* TEXT SEGMENT:

────────────────────────────────────────

Around 9,300 years ago, a glacial dam burst at the southeastern end of Lake Superior, provoking pervasive Northern Hemisphere cooling, followed by a minor meltwater pulse about 9,000 years ago. However, meltwater pulse 1C (8,200-7,600 years ago) left traces at numerous locations in the United States, northwestern Europe, and China. It occurred soon after the 8200 year cold event, which resulted from the final catastrophic drainage of glacial Lakes Agassiz and Ojibway around 8400 years ago. The torrent of around 100,000 cubic kilometers unleashed within a few years or less amounted to barely a meter rise in global sea level, if evenly spread across the world’s oceans (note 1). Yet the stratigraphic record preserves vestiges of this relatively minor pulse.

Holocene Transgression 11 mm/yr, Meltwater Pulse 1c >>20 mm/yr –> Invasion of the Flukes!!!

────────────────────────────────────────

* SUPPLIED MATERIAL:
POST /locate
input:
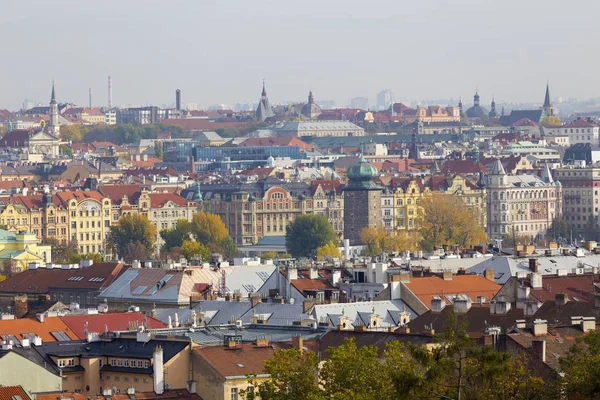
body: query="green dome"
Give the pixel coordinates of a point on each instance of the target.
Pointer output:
(362, 171)
(360, 176)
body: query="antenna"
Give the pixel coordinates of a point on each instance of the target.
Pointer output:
(109, 92)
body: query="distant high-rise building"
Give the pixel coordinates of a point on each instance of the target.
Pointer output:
(385, 99)
(360, 102)
(264, 110)
(53, 125)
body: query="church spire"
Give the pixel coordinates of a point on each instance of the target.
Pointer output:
(53, 97)
(547, 102)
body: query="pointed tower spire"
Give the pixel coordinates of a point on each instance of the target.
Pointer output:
(53, 97)
(547, 102)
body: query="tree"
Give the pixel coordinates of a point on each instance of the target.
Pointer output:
(158, 148)
(208, 228)
(228, 247)
(131, 234)
(73, 133)
(191, 250)
(581, 368)
(292, 376)
(268, 255)
(329, 250)
(176, 236)
(66, 150)
(307, 233)
(445, 221)
(377, 239)
(63, 252)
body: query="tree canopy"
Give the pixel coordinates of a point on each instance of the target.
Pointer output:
(445, 221)
(307, 233)
(133, 236)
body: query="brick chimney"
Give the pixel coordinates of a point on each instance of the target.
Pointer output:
(21, 306)
(298, 343)
(561, 299)
(192, 165)
(538, 350)
(533, 265)
(540, 327)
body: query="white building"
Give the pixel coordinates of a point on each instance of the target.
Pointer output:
(521, 204)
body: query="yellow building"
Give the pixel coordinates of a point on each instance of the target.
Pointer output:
(21, 249)
(408, 193)
(84, 216)
(138, 361)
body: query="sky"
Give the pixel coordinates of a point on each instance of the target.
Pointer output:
(219, 51)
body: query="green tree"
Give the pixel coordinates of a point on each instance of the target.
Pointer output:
(132, 232)
(191, 250)
(176, 236)
(581, 368)
(63, 252)
(328, 250)
(208, 228)
(307, 233)
(158, 148)
(73, 132)
(444, 220)
(292, 376)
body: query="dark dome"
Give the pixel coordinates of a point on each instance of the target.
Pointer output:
(362, 171)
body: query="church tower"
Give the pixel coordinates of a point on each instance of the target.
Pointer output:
(362, 200)
(548, 109)
(264, 110)
(53, 125)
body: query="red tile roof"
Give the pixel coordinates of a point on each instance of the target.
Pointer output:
(158, 200)
(426, 288)
(113, 321)
(10, 392)
(19, 327)
(39, 281)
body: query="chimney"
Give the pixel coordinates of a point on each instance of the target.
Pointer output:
(292, 273)
(159, 379)
(540, 327)
(192, 165)
(437, 304)
(262, 341)
(588, 324)
(561, 299)
(21, 306)
(462, 305)
(307, 304)
(254, 300)
(538, 350)
(536, 280)
(298, 343)
(533, 265)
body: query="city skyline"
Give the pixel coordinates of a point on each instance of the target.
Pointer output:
(219, 53)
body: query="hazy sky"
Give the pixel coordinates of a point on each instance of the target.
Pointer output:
(218, 51)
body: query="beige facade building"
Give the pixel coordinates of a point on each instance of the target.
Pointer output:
(523, 205)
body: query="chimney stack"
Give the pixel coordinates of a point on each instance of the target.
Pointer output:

────────────────────────────────────────

* TASK SET:
A. Reproduce word for word the part of the passage on glacial meltwater pulses that begins at the words "Around 9,300 years" and stops after the words "relatively minor pulse.".
B. Resume the passage on glacial meltwater pulses after its last sentence.

* ANSWERS:
A.
Around 9,300 years ago, a glacial dam burst at the southeastern end of Lake Superior, provoking pervasive Northern Hemisphere cooling, followed by a minor meltwater pulse about 9,000 years ago. However, meltwater pulse 1C (8,200-7,600 years ago) left traces at numerous locations in the United States, northwestern Europe, and China. It occurred soon after the 8200 year cold event, which resulted from the final catastrophic drainage of glacial Lakes Agassiz and Ojibway around 8400 years ago. The torrent of around 100,000 cubic kilometers unleashed within a few years or less amounted to barely a meter rise in global sea level, if evenly spread across the world’s oceans (note 1). Yet the stratigraphic record preserves vestiges of this relatively minor pulse.

B.
Modern SLR 1-3 mm/yr… Accelerating from 1.9 mm/yr to 3.9 mm/yr from 1993-2017 on the basis of a downward revision to the 1990’s satellite data. –>comment image

Janice Moore
Reply to  David Middleton
July 24, 2017 9:09 am

And another fine comment!

Janice Moore
Reply to  David Middleton
July 24, 2017 9:12 am

And another! I think, Mr. Middleton, that, in the future, you should take a “no reply” to your comments by us WUWTers to mean: “It goes without saying — this is a fine comment. If we applauded them all, we’d be clogging the thread with atta boys.”

nn
Reply to  David Middleton
July 24, 2017 9:29 am

The original mortal gods. What we don’t know, what we can’t manage, are the prophecies that inform our political/social consensus.
Speaking of… What is the Nyquist Rate for sampling time?
Then there’s the scientist, the caveman. It’s true, with the caveat that “it” is constrained to a thirty-year frame of reference.

July 24, 2017 10:00 am

It’s not April 1st is it?

Gamecock
July 24, 2017 10:42 am

Okay, Chief. It’s the old Platyhelminthes in the estuary trick.

Stosh
July 24, 2017 11:43 am

Can we blame the Italians that were driving SUVs during the Holocene Epoch (that began 11,700 years ago)?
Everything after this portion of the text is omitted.